(Image location labeling entries)
============================================================

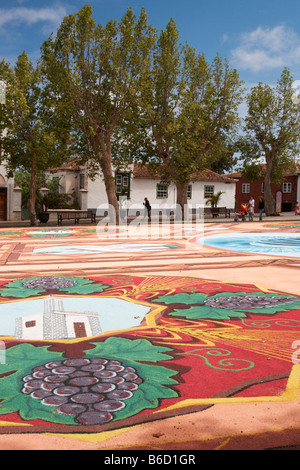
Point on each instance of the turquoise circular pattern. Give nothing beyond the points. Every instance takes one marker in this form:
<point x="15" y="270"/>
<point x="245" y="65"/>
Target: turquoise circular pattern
<point x="268" y="243"/>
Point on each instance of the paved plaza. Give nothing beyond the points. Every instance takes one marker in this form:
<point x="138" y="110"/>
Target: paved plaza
<point x="162" y="337"/>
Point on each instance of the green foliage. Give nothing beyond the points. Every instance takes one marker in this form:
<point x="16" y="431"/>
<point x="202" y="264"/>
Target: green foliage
<point x="271" y="134"/>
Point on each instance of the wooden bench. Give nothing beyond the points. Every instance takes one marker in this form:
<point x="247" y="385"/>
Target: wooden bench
<point x="76" y="215"/>
<point x="216" y="211"/>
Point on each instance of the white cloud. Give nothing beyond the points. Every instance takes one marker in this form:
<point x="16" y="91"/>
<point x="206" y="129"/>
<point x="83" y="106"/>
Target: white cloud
<point x="32" y="16"/>
<point x="266" y="49"/>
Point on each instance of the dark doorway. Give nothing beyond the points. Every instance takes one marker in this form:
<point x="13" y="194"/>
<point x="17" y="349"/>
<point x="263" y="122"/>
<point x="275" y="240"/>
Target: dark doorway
<point x="80" y="331"/>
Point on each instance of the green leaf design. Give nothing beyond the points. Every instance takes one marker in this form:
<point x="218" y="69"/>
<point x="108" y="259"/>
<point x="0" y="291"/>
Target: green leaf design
<point x="184" y="298"/>
<point x="204" y="306"/>
<point x="23" y="358"/>
<point x="19" y="290"/>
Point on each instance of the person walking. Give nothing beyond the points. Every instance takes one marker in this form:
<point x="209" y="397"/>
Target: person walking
<point x="251" y="209"/>
<point x="261" y="208"/>
<point x="147" y="205"/>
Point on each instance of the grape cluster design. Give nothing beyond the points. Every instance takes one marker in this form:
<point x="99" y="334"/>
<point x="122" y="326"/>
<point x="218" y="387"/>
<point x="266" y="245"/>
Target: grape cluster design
<point x="48" y="282"/>
<point x="92" y="390"/>
<point x="247" y="301"/>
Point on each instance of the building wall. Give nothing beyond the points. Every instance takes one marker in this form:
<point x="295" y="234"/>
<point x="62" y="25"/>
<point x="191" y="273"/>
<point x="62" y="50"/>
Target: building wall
<point x="13" y="212"/>
<point x="145" y="187"/>
<point x="33" y="332"/>
<point x="288" y="199"/>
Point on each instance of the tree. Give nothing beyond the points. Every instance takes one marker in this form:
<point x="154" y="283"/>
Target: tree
<point x="93" y="76"/>
<point x="28" y="142"/>
<point x="191" y="108"/>
<point x="271" y="135"/>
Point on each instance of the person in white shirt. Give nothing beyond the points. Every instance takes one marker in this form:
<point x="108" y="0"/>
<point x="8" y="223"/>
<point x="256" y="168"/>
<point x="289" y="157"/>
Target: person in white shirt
<point x="251" y="209"/>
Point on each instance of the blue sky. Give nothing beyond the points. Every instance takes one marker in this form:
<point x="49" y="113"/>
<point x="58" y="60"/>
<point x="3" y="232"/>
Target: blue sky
<point x="258" y="37"/>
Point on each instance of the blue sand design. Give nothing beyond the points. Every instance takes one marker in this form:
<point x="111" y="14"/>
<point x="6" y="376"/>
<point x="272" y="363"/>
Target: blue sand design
<point x="268" y="243"/>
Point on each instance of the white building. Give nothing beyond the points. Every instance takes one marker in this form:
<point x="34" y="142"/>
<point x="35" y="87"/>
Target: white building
<point x="136" y="183"/>
<point x="57" y="323"/>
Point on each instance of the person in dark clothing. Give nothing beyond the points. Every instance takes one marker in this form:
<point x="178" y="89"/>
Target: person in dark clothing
<point x="146" y="203"/>
<point x="261" y="207"/>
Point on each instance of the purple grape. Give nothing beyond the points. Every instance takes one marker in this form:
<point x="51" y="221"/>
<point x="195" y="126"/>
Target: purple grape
<point x="87" y="398"/>
<point x="93" y="368"/>
<point x="50" y="365"/>
<point x="119" y="395"/>
<point x="83" y="381"/>
<point x="105" y="374"/>
<point x="109" y="405"/>
<point x="64" y="370"/>
<point x="41" y="374"/>
<point x="94" y="417"/>
<point x="91" y="390"/>
<point x="71" y="409"/>
<point x="77" y="362"/>
<point x="33" y="385"/>
<point x="66" y="391"/>
<point x="103" y="388"/>
<point x="131" y="386"/>
<point x="54" y="400"/>
<point x="40" y="394"/>
<point x="99" y="361"/>
<point x="56" y="378"/>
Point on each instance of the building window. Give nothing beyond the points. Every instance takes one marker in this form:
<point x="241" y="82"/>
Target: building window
<point x="287" y="188"/>
<point x="81" y="181"/>
<point x="209" y="191"/>
<point x="246" y="188"/>
<point x="161" y="191"/>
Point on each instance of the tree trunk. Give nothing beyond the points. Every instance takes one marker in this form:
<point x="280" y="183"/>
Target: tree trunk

============================================================

- [Challenge]: The line containing "Point on each instance of the blue sky." and every line after it, through the end of the records, should be repeated exactly and alone.

- [Solution below]:
Point on each instance of the blue sky. Give nothing beyond the points. Every instance takes one marker in this form:
<point x="49" y="113"/>
<point x="58" y="60"/>
<point x="3" y="232"/>
Target: blue sky
<point x="258" y="37"/>
Point on each instance of the blue sand design. Give nothing beyond the points. Every instance takes one marker in this form:
<point x="111" y="14"/>
<point x="6" y="376"/>
<point x="272" y="363"/>
Target: blue sand design
<point x="268" y="243"/>
Point on each instance of the white building. Give nothing beyond the points. Every instance takes one marker in this form:
<point x="34" y="142"/>
<point x="35" y="87"/>
Target: white building
<point x="136" y="183"/>
<point x="57" y="323"/>
Point on each instance of the person in dark clothing. Give nothing beyond the points. Every instance takes one marker in this form:
<point x="178" y="89"/>
Target: person in dark clothing
<point x="146" y="203"/>
<point x="261" y="207"/>
Point on each instance of the purple grape. Give nothing beyond the points. Every instance takes one marker in this form:
<point x="51" y="221"/>
<point x="195" y="126"/>
Target: purple grape
<point x="87" y="398"/>
<point x="93" y="368"/>
<point x="50" y="365"/>
<point x="119" y="395"/>
<point x="83" y="381"/>
<point x="105" y="374"/>
<point x="109" y="405"/>
<point x="64" y="370"/>
<point x="41" y="374"/>
<point x="94" y="417"/>
<point x="91" y="390"/>
<point x="71" y="409"/>
<point x="77" y="362"/>
<point x="33" y="385"/>
<point x="66" y="391"/>
<point x="103" y="388"/>
<point x="131" y="386"/>
<point x="54" y="400"/>
<point x="40" y="394"/>
<point x="99" y="361"/>
<point x="56" y="378"/>
Point on each instance of the building window. Give nothing beyond the points. Every instance takes one marker in this form:
<point x="241" y="82"/>
Target: building window
<point x="287" y="188"/>
<point x="81" y="181"/>
<point x="209" y="191"/>
<point x="246" y="188"/>
<point x="161" y="191"/>
Point on each instance of the tree trunk. Give nothing beyond the points. Every instance takes one marker in this form:
<point x="280" y="183"/>
Target: tree trunk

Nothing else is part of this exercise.